## WHAT YOU NEED TO DO
Output verbatim the lines below, from the line containing "The scan above contains the white and" through the line containing "[607,250,812,638]", including both of those lines.

## Excerpts from bounding box data
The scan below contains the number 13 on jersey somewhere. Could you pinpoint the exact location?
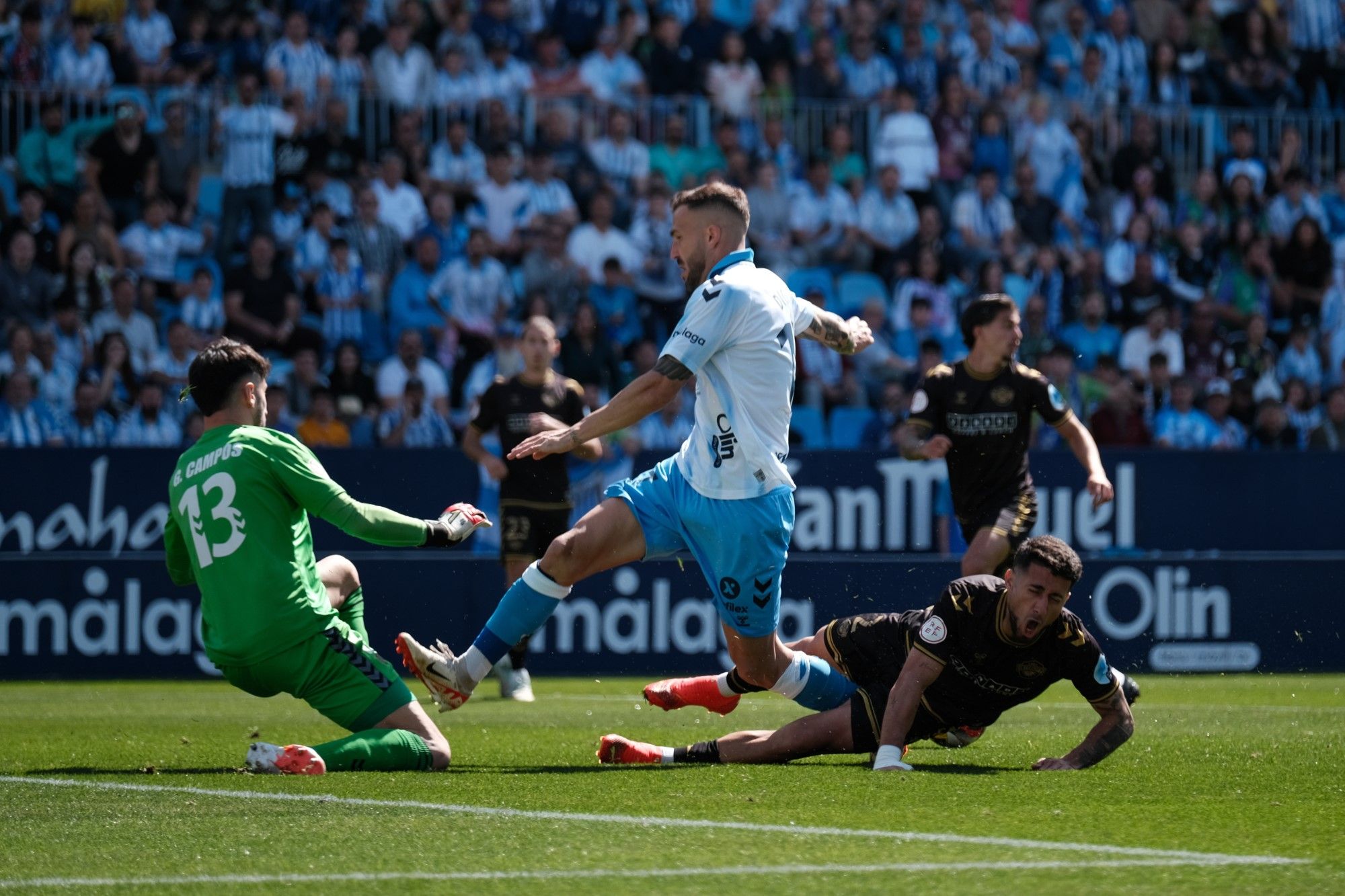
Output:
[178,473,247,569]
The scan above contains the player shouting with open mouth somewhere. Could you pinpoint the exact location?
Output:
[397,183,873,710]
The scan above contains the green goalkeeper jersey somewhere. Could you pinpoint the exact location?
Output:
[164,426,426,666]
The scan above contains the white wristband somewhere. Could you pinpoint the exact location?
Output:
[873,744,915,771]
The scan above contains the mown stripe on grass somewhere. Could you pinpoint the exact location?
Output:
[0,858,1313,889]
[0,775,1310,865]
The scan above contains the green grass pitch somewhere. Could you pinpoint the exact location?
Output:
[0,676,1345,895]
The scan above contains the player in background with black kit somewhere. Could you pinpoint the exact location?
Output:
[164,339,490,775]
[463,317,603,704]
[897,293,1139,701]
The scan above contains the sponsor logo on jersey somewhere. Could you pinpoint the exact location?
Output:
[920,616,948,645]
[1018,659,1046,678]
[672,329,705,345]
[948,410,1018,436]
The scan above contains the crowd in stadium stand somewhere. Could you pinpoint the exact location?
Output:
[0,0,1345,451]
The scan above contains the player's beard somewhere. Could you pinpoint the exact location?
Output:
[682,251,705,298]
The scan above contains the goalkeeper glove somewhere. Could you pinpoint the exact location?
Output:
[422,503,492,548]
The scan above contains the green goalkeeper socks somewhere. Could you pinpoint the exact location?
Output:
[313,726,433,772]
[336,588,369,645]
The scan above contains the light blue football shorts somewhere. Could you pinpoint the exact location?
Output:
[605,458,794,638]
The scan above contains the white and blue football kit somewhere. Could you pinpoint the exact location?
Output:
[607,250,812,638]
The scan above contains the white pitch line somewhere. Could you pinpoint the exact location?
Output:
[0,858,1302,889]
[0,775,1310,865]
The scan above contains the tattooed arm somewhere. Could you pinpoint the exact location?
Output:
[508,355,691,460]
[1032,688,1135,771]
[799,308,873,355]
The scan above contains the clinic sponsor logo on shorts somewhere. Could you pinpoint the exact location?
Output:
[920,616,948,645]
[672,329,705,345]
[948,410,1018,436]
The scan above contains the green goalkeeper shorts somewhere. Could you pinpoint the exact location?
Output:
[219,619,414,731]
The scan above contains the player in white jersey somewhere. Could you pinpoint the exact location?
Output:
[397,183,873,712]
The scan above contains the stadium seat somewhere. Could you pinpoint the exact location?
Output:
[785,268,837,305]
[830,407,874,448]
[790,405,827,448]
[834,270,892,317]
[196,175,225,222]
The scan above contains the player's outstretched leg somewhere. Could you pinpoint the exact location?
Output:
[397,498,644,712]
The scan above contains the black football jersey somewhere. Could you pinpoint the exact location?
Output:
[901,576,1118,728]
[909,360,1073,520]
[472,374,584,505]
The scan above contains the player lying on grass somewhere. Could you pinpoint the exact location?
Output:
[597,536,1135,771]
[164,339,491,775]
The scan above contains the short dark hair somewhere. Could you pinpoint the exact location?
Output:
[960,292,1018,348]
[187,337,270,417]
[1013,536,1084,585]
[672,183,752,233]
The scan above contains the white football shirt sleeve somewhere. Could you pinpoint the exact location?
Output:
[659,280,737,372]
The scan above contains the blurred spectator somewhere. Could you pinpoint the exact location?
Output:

## FINAL RESULT
The scan above contains the white and blue football kit somewhere. Could you pinpoint the exact location?
Output:
[607,250,812,638]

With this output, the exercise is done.